• GIVEN REQUEST: Exact copies are required of the lines from the line containing "[point] every instance of the blurred foliage" through the final line of the listing, both included, and of no other lines.

[Start MATERIAL TO PROCESS]

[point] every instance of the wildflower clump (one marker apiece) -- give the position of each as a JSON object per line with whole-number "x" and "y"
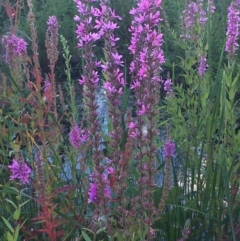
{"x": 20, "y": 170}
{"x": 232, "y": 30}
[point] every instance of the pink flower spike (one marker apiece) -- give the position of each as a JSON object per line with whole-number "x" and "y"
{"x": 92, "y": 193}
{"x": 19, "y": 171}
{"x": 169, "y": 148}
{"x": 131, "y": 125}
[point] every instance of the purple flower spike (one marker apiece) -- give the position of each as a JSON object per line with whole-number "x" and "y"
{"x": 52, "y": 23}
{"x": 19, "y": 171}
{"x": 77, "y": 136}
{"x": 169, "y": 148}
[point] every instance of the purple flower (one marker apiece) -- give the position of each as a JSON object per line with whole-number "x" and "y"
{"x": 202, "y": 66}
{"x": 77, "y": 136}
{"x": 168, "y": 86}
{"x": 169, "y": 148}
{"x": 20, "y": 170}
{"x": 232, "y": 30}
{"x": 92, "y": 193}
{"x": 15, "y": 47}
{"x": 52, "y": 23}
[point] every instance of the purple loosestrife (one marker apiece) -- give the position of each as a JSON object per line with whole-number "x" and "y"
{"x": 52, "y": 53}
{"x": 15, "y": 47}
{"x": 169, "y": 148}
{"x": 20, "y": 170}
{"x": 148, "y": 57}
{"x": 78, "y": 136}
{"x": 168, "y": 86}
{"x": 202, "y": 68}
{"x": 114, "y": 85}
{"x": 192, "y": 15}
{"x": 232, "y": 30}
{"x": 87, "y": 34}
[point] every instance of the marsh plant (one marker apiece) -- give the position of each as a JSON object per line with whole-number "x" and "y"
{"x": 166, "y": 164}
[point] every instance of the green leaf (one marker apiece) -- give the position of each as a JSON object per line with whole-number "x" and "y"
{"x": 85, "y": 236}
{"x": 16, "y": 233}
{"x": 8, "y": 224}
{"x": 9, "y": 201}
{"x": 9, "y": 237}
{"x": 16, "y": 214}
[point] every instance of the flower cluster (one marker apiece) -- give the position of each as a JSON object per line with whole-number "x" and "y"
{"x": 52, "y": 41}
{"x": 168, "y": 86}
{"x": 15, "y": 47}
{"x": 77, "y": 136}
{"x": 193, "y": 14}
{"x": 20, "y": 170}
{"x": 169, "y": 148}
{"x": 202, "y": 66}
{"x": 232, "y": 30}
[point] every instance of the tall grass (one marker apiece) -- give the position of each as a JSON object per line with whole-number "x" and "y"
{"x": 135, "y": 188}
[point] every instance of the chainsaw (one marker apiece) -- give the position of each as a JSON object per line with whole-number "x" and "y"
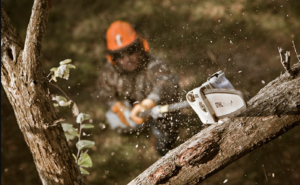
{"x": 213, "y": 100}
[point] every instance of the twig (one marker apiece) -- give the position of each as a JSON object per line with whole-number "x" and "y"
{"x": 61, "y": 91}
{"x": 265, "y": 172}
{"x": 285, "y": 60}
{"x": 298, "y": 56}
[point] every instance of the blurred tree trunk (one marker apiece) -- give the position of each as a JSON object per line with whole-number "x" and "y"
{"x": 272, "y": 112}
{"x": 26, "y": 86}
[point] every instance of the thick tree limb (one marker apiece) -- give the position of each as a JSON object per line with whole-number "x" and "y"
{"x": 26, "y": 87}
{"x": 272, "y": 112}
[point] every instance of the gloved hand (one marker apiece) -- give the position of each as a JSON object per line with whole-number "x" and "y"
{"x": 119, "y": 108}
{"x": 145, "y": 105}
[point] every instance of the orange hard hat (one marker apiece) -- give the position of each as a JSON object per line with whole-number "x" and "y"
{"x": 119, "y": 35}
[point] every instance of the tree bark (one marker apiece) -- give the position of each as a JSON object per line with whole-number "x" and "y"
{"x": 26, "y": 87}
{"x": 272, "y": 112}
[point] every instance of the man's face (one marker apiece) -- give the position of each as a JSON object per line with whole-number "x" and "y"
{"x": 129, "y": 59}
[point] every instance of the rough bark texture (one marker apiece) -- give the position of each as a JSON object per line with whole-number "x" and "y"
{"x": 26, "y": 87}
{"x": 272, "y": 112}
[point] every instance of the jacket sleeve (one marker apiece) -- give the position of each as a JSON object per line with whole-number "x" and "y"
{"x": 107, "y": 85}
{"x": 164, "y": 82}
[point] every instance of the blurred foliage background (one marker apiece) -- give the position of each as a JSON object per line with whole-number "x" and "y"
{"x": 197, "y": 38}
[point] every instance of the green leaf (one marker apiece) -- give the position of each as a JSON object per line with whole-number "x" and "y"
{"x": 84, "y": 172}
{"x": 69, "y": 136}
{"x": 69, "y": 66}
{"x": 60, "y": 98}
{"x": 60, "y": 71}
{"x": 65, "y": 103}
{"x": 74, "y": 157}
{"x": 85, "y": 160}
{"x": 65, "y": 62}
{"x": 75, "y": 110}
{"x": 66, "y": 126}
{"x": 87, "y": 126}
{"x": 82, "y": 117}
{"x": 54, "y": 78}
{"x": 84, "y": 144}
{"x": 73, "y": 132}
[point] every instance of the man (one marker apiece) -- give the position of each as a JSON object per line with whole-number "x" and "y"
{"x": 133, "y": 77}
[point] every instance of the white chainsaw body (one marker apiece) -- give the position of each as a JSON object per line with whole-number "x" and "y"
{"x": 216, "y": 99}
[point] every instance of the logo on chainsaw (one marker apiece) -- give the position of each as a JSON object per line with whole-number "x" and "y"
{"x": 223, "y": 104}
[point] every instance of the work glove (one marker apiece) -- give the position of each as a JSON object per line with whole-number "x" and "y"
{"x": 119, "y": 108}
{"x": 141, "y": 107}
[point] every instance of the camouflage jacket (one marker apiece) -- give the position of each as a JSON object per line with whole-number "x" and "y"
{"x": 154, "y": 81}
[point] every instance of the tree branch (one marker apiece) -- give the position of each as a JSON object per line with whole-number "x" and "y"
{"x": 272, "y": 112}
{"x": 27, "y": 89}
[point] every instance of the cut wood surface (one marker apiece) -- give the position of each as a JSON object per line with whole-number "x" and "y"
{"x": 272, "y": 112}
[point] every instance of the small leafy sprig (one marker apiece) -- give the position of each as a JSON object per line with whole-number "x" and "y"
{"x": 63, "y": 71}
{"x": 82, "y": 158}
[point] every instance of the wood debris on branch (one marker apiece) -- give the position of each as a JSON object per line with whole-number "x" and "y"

[End MATERIAL TO PROCESS]

• EXPECTED ANSWER:
[point] every instance of the blurred foliage background (one marker apiece) -- give the position of each as a JSON object per line with whole-number "x" and "y"
{"x": 197, "y": 38}
[point] every instance of the green leaf (one marker apiece) -- give the position of each as a JSON object per line with whole-number "x" and "y"
{"x": 84, "y": 172}
{"x": 69, "y": 136}
{"x": 69, "y": 66}
{"x": 60, "y": 98}
{"x": 60, "y": 71}
{"x": 65, "y": 103}
{"x": 74, "y": 157}
{"x": 85, "y": 160}
{"x": 65, "y": 62}
{"x": 75, "y": 110}
{"x": 66, "y": 126}
{"x": 87, "y": 126}
{"x": 82, "y": 117}
{"x": 54, "y": 78}
{"x": 84, "y": 144}
{"x": 73, "y": 132}
[point] every instance of the man (one marker apiece) -- give the position of each as a JSON object per line with whole-number "x" and "y"
{"x": 133, "y": 77}
[point] every instance of the white chainsaw body (one marker apiece) -- give the position of each as a JSON object per line with whole-number "x" and "y"
{"x": 216, "y": 99}
[point] every instance of the logo on chainsaw (one marker apiece) -- give the position of each as a JSON object per line with whole-number "x" and "y"
{"x": 223, "y": 104}
[point] every instance of the work glove (one marker apiece) -- give the position of each as a JSON object per line with whole-number "x" and "y"
{"x": 119, "y": 108}
{"x": 141, "y": 107}
[point] every instance of the camouflage jacket (one marker apiece) -- give the position of each as a JSON object per line with whole-number "x" and "y"
{"x": 154, "y": 81}
[point] every instance of the tree branch (one marker apiece) -- give the position of each as a JSON object per line with whole-number "x" and "y"
{"x": 272, "y": 112}
{"x": 27, "y": 89}
[point] every instance of the cut wood surface (one marker apiece) -- give the position of each as a JSON object per line with whole-number "x" and "y"
{"x": 272, "y": 112}
[point] every instance of the small leafy sprig (one marker apiece) -- give the position of each as a JSON object per line with whole-number "x" and "y"
{"x": 63, "y": 71}
{"x": 82, "y": 158}
[point] every instance of the wood debris on branch (one marker apiece) -- give the position of each as a JSON object per line with whole-number "x" and "y"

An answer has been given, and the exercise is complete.